■ To be done ■
Update the items below so that each "Query" becomes "Prompt", and keep every other line unchanged.

%%

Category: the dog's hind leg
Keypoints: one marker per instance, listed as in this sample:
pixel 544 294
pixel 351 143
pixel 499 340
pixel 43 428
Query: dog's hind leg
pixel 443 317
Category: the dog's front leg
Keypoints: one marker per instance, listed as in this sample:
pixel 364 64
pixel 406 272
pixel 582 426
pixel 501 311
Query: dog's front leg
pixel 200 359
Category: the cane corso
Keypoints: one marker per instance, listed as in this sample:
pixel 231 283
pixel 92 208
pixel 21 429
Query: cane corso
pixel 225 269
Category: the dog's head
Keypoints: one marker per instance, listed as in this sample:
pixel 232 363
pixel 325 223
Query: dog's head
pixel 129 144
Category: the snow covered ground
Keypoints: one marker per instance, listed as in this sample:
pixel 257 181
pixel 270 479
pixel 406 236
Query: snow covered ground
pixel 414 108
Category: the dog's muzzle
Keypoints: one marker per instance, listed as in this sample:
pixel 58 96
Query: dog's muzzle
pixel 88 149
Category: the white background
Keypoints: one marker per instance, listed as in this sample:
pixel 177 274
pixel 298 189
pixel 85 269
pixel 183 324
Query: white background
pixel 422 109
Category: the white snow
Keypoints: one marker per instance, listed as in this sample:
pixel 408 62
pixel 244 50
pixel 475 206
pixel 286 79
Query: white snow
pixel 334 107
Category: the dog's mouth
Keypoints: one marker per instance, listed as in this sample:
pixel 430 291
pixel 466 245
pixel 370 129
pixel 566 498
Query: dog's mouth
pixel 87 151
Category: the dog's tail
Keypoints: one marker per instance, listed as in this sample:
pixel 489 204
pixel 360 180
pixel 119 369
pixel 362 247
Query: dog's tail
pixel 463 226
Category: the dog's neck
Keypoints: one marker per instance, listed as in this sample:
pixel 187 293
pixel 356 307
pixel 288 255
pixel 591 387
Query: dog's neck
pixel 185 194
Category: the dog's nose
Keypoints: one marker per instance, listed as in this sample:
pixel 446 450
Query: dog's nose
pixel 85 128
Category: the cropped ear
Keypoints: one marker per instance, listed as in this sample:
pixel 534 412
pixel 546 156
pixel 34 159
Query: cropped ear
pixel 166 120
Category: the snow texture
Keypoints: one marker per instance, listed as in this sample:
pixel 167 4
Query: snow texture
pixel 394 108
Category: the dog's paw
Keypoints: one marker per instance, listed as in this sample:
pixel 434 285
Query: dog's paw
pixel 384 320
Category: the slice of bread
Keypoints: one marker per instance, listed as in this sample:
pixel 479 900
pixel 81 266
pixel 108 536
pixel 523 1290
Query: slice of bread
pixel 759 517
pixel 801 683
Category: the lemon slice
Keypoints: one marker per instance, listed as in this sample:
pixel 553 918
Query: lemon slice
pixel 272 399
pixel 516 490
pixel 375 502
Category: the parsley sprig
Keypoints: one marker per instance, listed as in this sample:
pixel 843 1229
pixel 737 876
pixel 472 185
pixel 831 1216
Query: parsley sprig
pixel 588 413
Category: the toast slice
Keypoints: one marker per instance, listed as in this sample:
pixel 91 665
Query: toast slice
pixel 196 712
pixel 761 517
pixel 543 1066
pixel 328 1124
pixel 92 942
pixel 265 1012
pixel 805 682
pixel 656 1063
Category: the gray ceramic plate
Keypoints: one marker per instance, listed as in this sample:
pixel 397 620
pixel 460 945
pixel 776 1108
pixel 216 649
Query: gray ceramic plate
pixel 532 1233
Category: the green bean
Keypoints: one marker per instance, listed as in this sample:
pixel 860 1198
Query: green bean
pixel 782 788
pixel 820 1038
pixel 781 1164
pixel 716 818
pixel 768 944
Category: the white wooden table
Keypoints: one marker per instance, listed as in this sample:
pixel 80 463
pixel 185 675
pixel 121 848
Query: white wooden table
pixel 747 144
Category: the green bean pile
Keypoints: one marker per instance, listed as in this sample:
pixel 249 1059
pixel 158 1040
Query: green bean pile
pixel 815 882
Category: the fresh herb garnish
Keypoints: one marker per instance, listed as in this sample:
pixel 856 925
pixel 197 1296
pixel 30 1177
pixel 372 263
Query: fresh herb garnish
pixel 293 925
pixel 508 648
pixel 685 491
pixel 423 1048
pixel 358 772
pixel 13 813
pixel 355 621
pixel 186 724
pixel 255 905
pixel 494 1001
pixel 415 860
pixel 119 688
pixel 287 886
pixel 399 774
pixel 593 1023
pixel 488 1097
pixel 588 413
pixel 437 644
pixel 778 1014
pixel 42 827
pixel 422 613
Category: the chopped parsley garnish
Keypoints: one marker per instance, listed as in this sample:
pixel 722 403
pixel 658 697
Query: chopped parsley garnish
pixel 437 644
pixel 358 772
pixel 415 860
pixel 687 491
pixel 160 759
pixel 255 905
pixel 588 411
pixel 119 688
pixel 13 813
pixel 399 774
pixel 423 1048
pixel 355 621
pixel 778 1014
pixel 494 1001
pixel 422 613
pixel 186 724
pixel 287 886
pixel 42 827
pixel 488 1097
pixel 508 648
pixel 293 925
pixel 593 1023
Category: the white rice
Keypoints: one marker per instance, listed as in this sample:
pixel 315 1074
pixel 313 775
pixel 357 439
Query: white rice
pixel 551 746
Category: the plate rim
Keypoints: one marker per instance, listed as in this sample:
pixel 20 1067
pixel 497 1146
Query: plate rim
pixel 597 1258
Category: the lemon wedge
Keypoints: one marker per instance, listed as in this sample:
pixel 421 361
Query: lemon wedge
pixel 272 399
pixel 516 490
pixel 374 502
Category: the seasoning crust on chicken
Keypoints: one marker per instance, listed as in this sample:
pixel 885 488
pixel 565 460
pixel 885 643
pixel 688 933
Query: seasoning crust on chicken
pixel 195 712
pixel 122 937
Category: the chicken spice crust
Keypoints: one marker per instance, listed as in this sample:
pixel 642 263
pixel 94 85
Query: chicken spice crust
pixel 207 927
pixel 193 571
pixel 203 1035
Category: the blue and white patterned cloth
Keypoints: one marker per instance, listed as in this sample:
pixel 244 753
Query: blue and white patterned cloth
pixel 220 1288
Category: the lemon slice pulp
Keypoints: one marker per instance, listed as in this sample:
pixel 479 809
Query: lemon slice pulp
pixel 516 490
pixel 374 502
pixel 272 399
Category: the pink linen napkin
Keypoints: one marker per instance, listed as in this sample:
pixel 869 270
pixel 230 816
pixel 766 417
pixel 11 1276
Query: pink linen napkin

%%

■ Reply ■
Category: the dog's hind leg
Keypoints: one marker per instance, listed as in this sample:
pixel 544 294
pixel 351 143
pixel 499 340
pixel 43 428
Prompt: dog's hind leg
pixel 443 317
Category: the dog's front leg
Keypoints: one marker per instance, listed as in this sample:
pixel 364 64
pixel 406 272
pixel 582 426
pixel 501 311
Prompt: dog's front leg
pixel 200 359
Category: the cane corso
Keypoints: one marker per instance, listed as in this sample:
pixel 231 283
pixel 92 208
pixel 21 429
Prompt: cane corso
pixel 225 269
Category: the dog's head
Keypoints: one marker per instance, listed as in this sample:
pixel 232 363
pixel 325 223
Prompt: dog's head
pixel 129 144
Category: the snow covered ground
Keypoints: one marker per instance, listed as in this sample:
pixel 257 181
pixel 270 479
pixel 406 236
Prompt: snow covered ground
pixel 414 108
Category: the dog's muzzle
Keypoints: one marker per instance, listed as in this sample:
pixel 58 96
Prompt: dog's muzzle
pixel 88 149
Category: the white background
Keypoints: one marker per instance, listed as in this sample:
pixel 177 274
pixel 298 189
pixel 85 269
pixel 183 324
Prompt: white background
pixel 422 109
Category: the white snow
Keypoints: one marker per instance, listed as in this sample:
pixel 408 62
pixel 244 50
pixel 475 206
pixel 286 79
Prompt: white snow
pixel 334 107
Category: the dog's mouth
Keypoints: one marker per instance, listed as in this sample:
pixel 430 291
pixel 466 245
pixel 370 129
pixel 566 498
Prompt: dog's mouth
pixel 87 151
Category: the dog's tail
Keypoints: one marker per instance, listed as in this sample:
pixel 489 204
pixel 360 180
pixel 119 369
pixel 362 247
Prompt: dog's tail
pixel 463 226
Category: the dog's neck
Keypoints: one marker per instance, listed as in this sample:
pixel 187 293
pixel 356 307
pixel 288 255
pixel 591 387
Prompt: dog's neck
pixel 185 194
Category: the dog's nose
Keypoints: one marker per instance, listed as in this sample:
pixel 446 450
Prompt: dog's nose
pixel 85 128
Category: the cropped ear
Keypoints: one marker per instance, listed as in this sample:
pixel 534 412
pixel 546 156
pixel 34 159
Prompt: cropped ear
pixel 166 120
Category: the snow texture
Keypoints: one marker per instance, listed as in this sample:
pixel 167 4
Prompt: snow texture
pixel 394 108
Category: the dog's paw
Keypoints: one marker per instance, listed as in this sample:
pixel 434 285
Prompt: dog's paw
pixel 384 320
Category: the slice of bread
Keypoints: one marker per instance, listed as in this sample:
pixel 479 900
pixel 81 266
pixel 108 536
pixel 523 1290
Prompt: slice of bread
pixel 759 517
pixel 801 683
Category: the lemon slice
Keypoints: one marker per instance, listed as in this sample:
pixel 553 918
Prompt: lemon slice
pixel 272 399
pixel 516 490
pixel 375 502
Category: the parsley sprig
Keypoints: one marker per instance, listed as in this sample:
pixel 843 1229
pixel 737 876
pixel 472 185
pixel 831 1216
Prompt: parsley sprig
pixel 588 413
Category: the toast slice
Keypoints: one marker per instance, listed as in this sample:
pixel 91 665
Prompt: toast slice
pixel 196 712
pixel 761 517
pixel 543 1066
pixel 328 1124
pixel 92 942
pixel 265 1012
pixel 805 682
pixel 656 1063
Category: the gray ceramic plate
Keypoints: one marker per instance, listed as in this sample:
pixel 397 620
pixel 460 945
pixel 776 1108
pixel 216 649
Prompt: gray ceramic plate
pixel 532 1233
Category: the green bean
Keypoints: one marker per instance, listed as in this sample:
pixel 860 1198
Prompt: green bean
pixel 782 788
pixel 820 1038
pixel 781 1164
pixel 716 818
pixel 768 944
Category: the white wooden table
Keypoints: one marker per instance, listed as in this sample:
pixel 80 463
pixel 185 675
pixel 121 848
Prompt: white wooden table
pixel 747 144
Category: the green bean pile
Keypoints: one marker per instance, listed as in this sample:
pixel 249 1059
pixel 158 1040
Prompt: green bean pile
pixel 815 882
Category: the fresh herb garnish
Keypoints: one marker per instance, listed as in this sample:
pixel 856 925
pixel 197 1296
pixel 30 1177
pixel 372 263
Prompt: fresh herb garnish
pixel 293 925
pixel 508 648
pixel 685 491
pixel 423 1048
pixel 358 772
pixel 13 813
pixel 355 621
pixel 186 724
pixel 255 905
pixel 494 1001
pixel 415 860
pixel 119 688
pixel 287 886
pixel 399 774
pixel 593 1023
pixel 488 1097
pixel 588 413
pixel 437 644
pixel 778 1014
pixel 42 827
pixel 422 613
Category: the chopped parsley garnish
Keypoints: one marker per instance, listed as in this sample:
pixel 722 403
pixel 658 697
Prompt: chopped parsley garnish
pixel 437 644
pixel 358 772
pixel 415 860
pixel 687 491
pixel 160 759
pixel 255 905
pixel 588 411
pixel 119 688
pixel 13 813
pixel 399 774
pixel 423 1048
pixel 355 621
pixel 778 1014
pixel 494 1001
pixel 422 613
pixel 186 724
pixel 287 886
pixel 42 827
pixel 488 1097
pixel 508 648
pixel 293 925
pixel 593 1023
Category: the white rice
Keypoints: one marker per instance, listed as in this sample:
pixel 315 1074
pixel 313 775
pixel 357 439
Prompt: white rice
pixel 551 746
Category: the plate rim
Keypoints: one marker per instance, listed as in this sample:
pixel 20 1067
pixel 497 1146
Prompt: plate rim
pixel 597 1258
Category: the lemon wedge
Keypoints: one marker per instance, listed as in this sample:
pixel 421 361
Prompt: lemon wedge
pixel 272 399
pixel 516 490
pixel 374 502
Category: the seasoning crust on chicken
Keypoints: one marker per instance, listed as in this sample:
pixel 885 488
pixel 565 460
pixel 885 643
pixel 688 933
Prompt: seasoning crust on chicken
pixel 195 712
pixel 122 937
Category: the chicken spice crust
Keypoints: one marker per instance, listed as in this sample:
pixel 642 263
pixel 94 85
Prompt: chicken spice crust
pixel 207 927
pixel 193 571
pixel 203 1035
Category: the blue and white patterned cloth
Keypoints: one marker per instance, listed as in this sample:
pixel 244 753
Prompt: blue and white patterned cloth
pixel 220 1288
Category: the lemon slice pulp
Keypoints: one marker per instance, listed as in this sample:
pixel 479 809
Prompt: lemon slice pulp
pixel 516 490
pixel 374 502
pixel 272 399
Category: the pink linen napkin
Keypoints: one marker per instance, listed as in this sample:
pixel 869 270
pixel 230 816
pixel 766 417
pixel 11 1276
Prompt: pink linen napkin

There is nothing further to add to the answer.